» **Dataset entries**

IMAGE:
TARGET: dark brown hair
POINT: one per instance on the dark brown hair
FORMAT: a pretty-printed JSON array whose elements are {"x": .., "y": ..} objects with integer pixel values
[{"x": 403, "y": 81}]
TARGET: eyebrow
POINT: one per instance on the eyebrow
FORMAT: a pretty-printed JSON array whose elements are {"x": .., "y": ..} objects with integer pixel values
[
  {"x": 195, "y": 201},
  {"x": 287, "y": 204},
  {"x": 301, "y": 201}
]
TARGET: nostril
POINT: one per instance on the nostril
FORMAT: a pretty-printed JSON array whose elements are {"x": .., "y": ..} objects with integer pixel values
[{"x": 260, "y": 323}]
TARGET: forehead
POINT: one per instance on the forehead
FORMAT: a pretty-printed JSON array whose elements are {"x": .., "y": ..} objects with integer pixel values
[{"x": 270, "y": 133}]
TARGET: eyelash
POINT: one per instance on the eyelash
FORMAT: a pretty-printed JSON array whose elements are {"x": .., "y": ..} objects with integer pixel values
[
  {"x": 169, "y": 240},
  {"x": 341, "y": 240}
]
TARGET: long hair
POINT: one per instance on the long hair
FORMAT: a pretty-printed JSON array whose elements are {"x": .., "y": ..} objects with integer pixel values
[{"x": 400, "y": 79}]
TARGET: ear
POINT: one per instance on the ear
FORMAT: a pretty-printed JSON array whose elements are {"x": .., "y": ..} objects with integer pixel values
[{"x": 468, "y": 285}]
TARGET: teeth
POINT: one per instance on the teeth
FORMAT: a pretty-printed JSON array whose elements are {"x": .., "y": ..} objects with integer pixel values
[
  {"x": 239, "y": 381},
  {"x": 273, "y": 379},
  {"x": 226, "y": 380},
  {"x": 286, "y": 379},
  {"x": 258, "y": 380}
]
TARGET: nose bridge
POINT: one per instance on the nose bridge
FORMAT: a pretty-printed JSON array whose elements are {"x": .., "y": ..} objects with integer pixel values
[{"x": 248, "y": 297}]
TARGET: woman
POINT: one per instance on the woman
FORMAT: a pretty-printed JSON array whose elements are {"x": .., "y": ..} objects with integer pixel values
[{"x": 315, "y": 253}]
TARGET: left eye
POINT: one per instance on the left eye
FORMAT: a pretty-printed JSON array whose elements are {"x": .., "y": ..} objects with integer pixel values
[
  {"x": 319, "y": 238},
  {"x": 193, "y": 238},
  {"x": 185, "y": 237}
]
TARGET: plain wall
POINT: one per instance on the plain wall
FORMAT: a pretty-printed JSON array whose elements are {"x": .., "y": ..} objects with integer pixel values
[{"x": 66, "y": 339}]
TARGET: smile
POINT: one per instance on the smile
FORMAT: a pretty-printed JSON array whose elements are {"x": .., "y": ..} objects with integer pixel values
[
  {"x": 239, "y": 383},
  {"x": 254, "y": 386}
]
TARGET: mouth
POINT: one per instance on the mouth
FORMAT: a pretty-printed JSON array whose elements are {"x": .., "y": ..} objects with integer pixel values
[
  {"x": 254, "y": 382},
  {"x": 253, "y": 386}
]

» **Work task**
Only the lines from the beginning of the entries through the line bearing "POINT: one per instance on the eyelash" should be returned, each exactly as written.

» **Solution to this problem**
IMAGE:
TARGET: dark brown hair
POINT: one per instance on the dark brown hair
FORMAT: a pretty-printed JSON array whose elements are {"x": .., "y": ..} objects with integer pixel values
[{"x": 403, "y": 81}]
TARGET: eyebrow
POINT: one per instance on the eyebrow
FORMAT: a pretty-printed JSON array whose elements are {"x": .., "y": ..} objects with integer pixel values
[
  {"x": 195, "y": 201},
  {"x": 287, "y": 204},
  {"x": 301, "y": 201}
]
TARGET: nostril
POINT: one per instance on the nostril
FORMAT: a pretty-printed JSON array whose elements are {"x": .., "y": ..} objects with integer pixel values
[{"x": 260, "y": 323}]
TARGET: forehead
POINT: one per instance on the forehead
FORMAT: a pretty-printed JSON array whose elements are {"x": .., "y": ..} objects with integer pixel values
[{"x": 270, "y": 133}]
TARGET: eyelash
POINT: one per instance on the eyelash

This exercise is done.